Testo di lettura →
Italia: si riduce l’aspettativa di vita e la salute diventa un lusso per pochi privilegiati

I più maligni dicono che all’INPS, con la diffusione dei dati sulla riduzione di aspettativa di vita degli italiani, abbiano stappato le bottiglie di spumante e brindato, ma è solo una leggenda metropolitana cattiva e senza alcun fondamento. Per la prima volta da metà ottocento ad oggi, secondo il Rapporto Osservasalute 2015, si è ridotta la nostra aspettativa di vita: pochi mesi in meno rispetto all’anno precedente, ma comunque significativi di un cambio di tendenza in un Paese che resta comunque con la popolazione più longeva al mondo.

L’allarme c’era già stato qualche mese fa, quando le indagini Istat avevano riportato che la mortalità in Italia era aumentata in modo anomalo, con la inaspettata scomparsa di oltre 45.000 persone rispetto all’anno precedente. E se la vita si accorcia, l’età per la pensione si allunga e questo aiuterà l’INPS, pur senza festeggiare, a tenere in ordine i suoi conti. Una vera beffa per chi, magari non più giovanissimo, si immette nel mondo del lavoro, con la prospettiva di una pensione lontanissima, quando forse si supereranno i settant’anni e oltre di età.

Dettagli del compito → Nel testo sull'aspettativa di vita in Italia, elenca tutti gli enti e i rapporti citati per nome. Per questo lavoro i record non servono.

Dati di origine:

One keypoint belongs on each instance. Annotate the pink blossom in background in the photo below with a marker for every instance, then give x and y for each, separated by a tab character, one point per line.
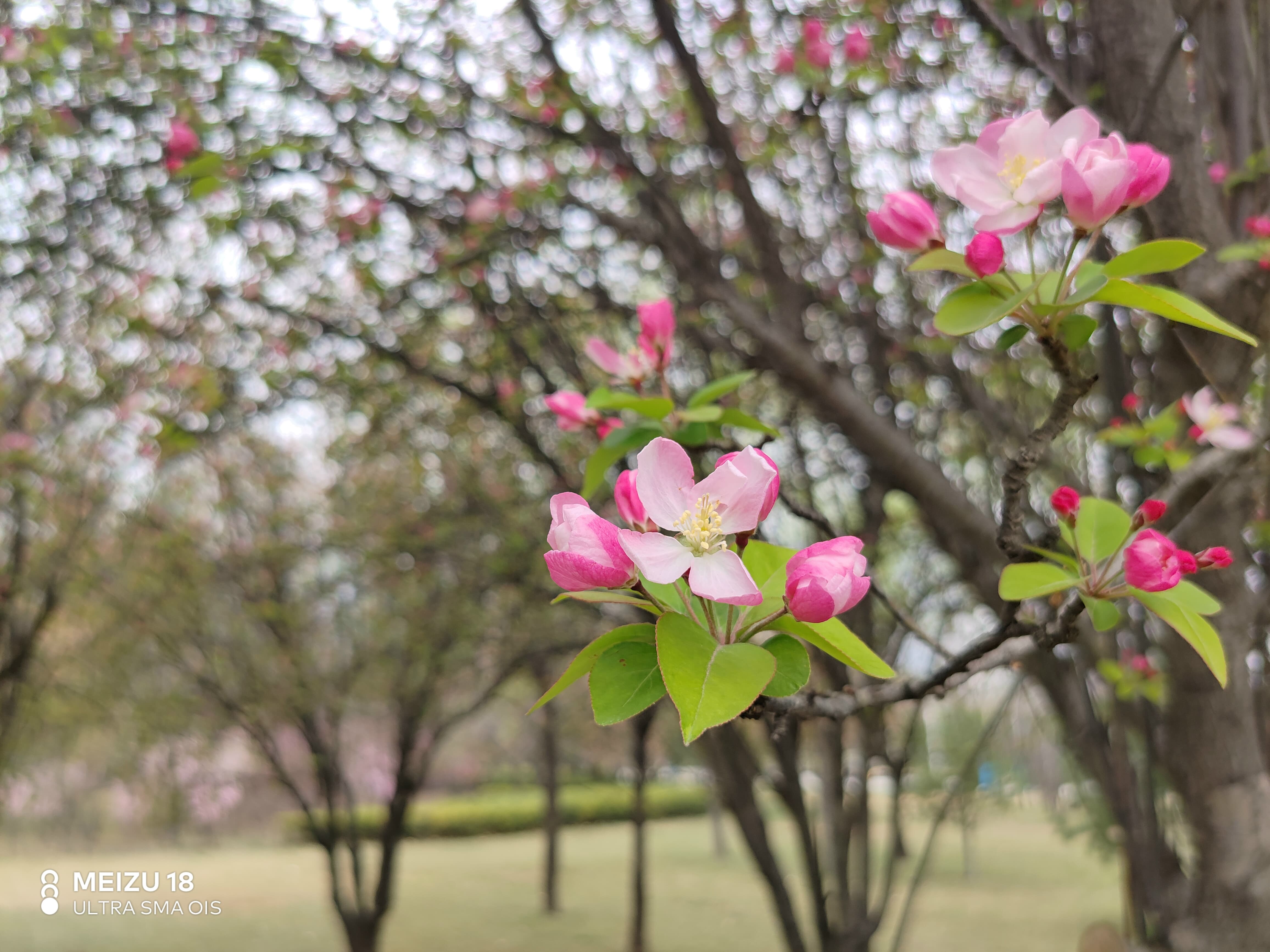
1152	176
1152	563
774	491
856	46
1014	168
1096	181
1216	421
586	551
704	515
571	409
985	254
628	503
826	579
906	221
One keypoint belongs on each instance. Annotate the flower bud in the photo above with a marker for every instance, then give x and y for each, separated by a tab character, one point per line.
985	254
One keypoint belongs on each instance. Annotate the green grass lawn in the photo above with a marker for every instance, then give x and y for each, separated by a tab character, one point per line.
1032	893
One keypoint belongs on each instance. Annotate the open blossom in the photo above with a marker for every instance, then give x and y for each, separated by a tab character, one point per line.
906	221
1014	168
572	412
628	503
1096	181
774	491
704	515
1151	178
985	254
657	331
826	579
856	46
1216	421
586	551
1152	563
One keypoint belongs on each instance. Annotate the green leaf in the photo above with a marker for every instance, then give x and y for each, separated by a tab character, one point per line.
793	666
976	306
719	389
701	414
1192	626
205	187
1012	336
1102	527
942	261
1077	329
1189	596
1104	615
625	681
587	658
839	642
1154	258
1032	579
1170	304
736	418
709	684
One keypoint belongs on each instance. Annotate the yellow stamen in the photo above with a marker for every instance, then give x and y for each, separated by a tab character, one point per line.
703	531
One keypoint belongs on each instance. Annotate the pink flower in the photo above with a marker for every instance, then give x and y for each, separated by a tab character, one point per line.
1215	421
985	254
182	141
703	513
774	492
1154	170
657	331
572	412
1096	181
628	503
1014	168
906	221
586	551
856	46
826	579
1258	225
1066	502
1215	558
1151	563
633	367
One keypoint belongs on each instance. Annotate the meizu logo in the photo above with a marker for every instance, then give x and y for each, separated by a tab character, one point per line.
115	883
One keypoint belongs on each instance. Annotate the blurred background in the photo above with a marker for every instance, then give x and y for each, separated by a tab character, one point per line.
286	287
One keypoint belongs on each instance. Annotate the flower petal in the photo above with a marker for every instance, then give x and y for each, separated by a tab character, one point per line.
660	558
723	578
664	478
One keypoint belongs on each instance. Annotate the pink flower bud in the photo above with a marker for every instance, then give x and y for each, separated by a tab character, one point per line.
629	506
1151	563
1215	558
856	46
1151	177
906	221
586	550
985	254
826	579
774	489
1066	502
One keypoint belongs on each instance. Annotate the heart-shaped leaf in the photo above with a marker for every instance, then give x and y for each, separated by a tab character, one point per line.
625	681
709	684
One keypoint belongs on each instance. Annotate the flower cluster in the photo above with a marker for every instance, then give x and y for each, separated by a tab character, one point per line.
1018	166
681	528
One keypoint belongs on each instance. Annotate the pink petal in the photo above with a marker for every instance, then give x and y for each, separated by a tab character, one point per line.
664	478
660	558
723	578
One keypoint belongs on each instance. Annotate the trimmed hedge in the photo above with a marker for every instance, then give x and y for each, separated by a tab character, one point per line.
516	809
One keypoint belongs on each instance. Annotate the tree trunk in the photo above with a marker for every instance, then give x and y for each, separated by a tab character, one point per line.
640	725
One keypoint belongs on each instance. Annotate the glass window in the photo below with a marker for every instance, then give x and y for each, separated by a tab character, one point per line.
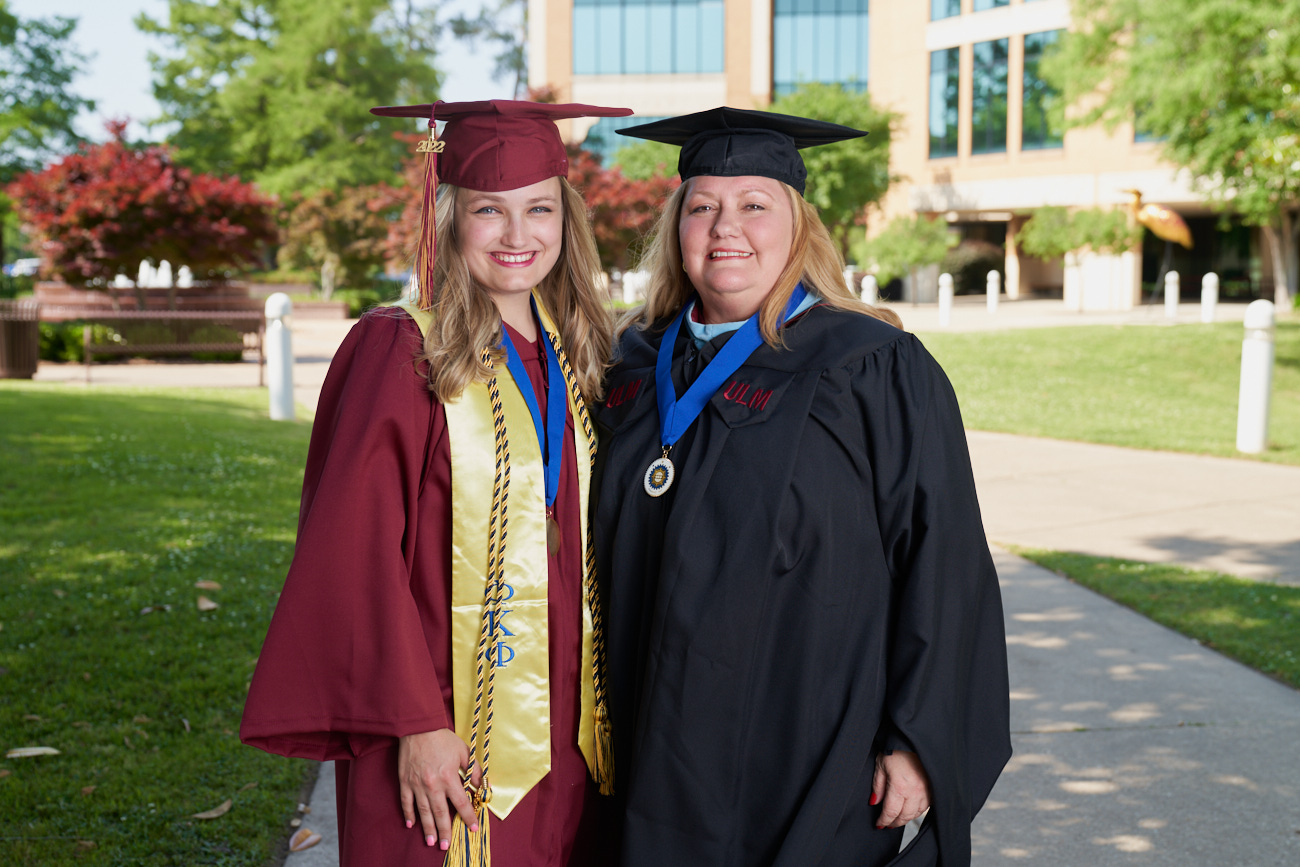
638	37
603	139
988	98
944	78
819	40
944	9
1039	128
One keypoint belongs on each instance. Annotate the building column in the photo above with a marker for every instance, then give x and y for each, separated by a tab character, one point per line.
1012	265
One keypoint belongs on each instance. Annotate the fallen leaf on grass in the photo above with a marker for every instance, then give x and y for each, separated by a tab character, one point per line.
27	751
304	839
216	813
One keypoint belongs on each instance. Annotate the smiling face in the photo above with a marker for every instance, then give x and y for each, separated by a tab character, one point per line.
511	239
736	235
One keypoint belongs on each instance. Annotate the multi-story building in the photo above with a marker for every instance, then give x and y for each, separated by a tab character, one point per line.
976	143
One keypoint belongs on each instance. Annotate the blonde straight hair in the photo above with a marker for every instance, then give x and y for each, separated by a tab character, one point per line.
814	259
466	319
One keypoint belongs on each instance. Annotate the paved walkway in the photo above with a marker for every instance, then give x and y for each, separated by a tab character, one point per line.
1134	745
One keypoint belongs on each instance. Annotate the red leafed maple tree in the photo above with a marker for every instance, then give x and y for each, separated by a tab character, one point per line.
102	211
623	211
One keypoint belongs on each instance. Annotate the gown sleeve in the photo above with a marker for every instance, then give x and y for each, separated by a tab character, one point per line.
347	664
948	690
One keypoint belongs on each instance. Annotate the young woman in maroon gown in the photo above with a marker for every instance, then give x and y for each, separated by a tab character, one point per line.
438	623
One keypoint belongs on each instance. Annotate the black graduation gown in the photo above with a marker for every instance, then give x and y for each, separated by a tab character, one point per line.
815	586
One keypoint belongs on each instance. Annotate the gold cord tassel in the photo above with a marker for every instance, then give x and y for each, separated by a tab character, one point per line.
603	750
471	848
427	246
603	727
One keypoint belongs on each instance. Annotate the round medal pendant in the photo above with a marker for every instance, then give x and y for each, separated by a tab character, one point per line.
659	476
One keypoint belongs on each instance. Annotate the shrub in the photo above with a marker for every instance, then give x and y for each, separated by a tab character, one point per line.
362	299
216	334
13	286
65	341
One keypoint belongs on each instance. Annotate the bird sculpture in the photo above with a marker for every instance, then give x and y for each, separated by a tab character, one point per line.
1166	225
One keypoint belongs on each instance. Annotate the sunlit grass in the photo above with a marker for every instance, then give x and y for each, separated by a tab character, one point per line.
1252	621
1166	388
113	503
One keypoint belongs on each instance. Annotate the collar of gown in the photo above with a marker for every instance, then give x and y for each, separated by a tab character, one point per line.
703	333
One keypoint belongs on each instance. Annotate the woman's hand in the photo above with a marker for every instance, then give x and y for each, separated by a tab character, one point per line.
902	785
429	767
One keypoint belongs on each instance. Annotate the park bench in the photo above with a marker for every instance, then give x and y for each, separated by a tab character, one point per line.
173	333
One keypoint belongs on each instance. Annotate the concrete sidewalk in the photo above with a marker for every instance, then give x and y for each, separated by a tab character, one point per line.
1134	745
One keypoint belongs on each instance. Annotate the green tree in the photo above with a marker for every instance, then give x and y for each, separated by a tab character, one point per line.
904	247
645	160
1217	82
1054	232
506	25
278	91
848	177
37	104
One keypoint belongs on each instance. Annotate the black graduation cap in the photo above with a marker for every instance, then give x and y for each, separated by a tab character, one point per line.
732	142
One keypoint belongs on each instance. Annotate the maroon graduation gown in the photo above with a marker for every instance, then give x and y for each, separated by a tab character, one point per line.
359	649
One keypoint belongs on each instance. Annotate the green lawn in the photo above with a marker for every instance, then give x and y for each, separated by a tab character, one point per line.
1161	388
1252	621
113	503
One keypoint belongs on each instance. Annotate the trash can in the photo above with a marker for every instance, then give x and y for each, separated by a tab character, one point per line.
20	338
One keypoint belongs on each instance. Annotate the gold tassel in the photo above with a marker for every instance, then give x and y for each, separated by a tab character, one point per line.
428	243
471	848
603	750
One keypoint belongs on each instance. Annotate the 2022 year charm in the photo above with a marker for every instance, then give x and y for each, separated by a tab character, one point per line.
659	476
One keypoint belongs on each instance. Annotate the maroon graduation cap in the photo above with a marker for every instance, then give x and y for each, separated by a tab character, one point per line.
488	146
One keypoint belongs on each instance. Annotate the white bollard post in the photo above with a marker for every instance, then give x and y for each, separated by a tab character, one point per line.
945	299
870	290
1252	408
1209	297
280	356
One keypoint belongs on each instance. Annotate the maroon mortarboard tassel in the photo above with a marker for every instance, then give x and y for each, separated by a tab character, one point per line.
488	146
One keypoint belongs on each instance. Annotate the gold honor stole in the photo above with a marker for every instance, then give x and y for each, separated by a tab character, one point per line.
519	646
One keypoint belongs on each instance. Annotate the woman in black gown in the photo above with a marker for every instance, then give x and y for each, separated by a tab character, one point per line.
805	625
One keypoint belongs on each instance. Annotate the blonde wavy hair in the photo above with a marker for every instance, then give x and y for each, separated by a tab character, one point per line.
467	320
814	259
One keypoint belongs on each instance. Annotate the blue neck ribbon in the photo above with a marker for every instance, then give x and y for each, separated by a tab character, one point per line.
676	416
550	438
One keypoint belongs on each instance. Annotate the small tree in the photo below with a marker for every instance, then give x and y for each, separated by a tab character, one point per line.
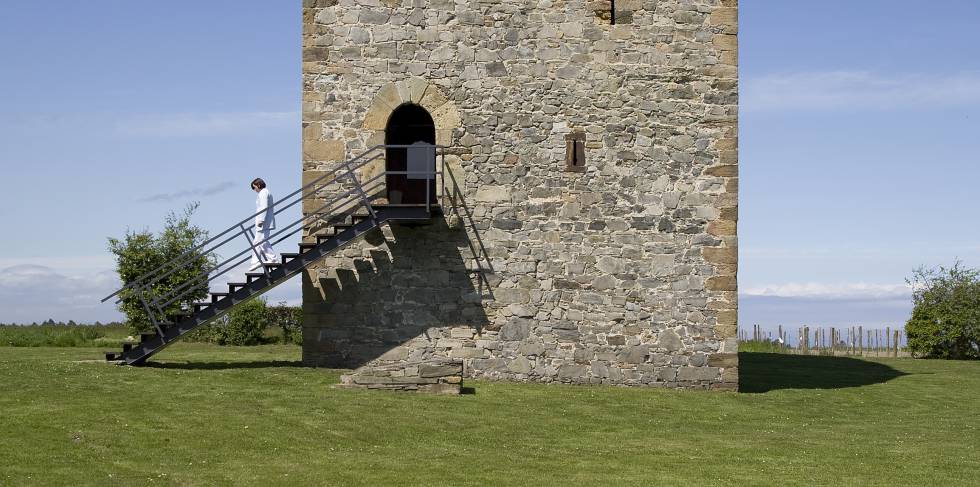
140	252
289	319
245	324
945	320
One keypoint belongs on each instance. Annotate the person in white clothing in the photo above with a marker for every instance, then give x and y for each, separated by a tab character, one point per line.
265	221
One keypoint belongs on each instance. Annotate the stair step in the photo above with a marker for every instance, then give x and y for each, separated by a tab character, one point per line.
252	276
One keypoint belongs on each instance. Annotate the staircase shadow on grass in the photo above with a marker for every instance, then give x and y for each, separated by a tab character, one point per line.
764	372
262	364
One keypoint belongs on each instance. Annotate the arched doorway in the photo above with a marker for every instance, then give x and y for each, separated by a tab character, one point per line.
410	124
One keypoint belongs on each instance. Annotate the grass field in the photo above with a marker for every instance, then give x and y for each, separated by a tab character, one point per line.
205	415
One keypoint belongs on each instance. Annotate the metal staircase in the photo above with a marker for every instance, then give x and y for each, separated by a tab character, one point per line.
348	208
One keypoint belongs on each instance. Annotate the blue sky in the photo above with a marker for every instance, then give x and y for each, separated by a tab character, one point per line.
858	149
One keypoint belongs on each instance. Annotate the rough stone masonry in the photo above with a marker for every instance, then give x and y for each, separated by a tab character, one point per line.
596	152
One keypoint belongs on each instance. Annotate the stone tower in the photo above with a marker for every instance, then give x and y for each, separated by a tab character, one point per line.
594	144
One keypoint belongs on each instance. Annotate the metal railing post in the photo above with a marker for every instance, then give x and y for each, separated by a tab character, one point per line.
360	190
251	241
149	313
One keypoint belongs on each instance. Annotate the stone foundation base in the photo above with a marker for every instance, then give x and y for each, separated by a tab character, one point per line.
441	377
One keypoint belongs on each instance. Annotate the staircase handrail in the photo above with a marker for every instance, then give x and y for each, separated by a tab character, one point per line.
358	163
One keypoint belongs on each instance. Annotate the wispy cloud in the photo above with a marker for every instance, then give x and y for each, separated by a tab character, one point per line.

Soluzione → INPS, Rapporto Osservasalute 2015, Istat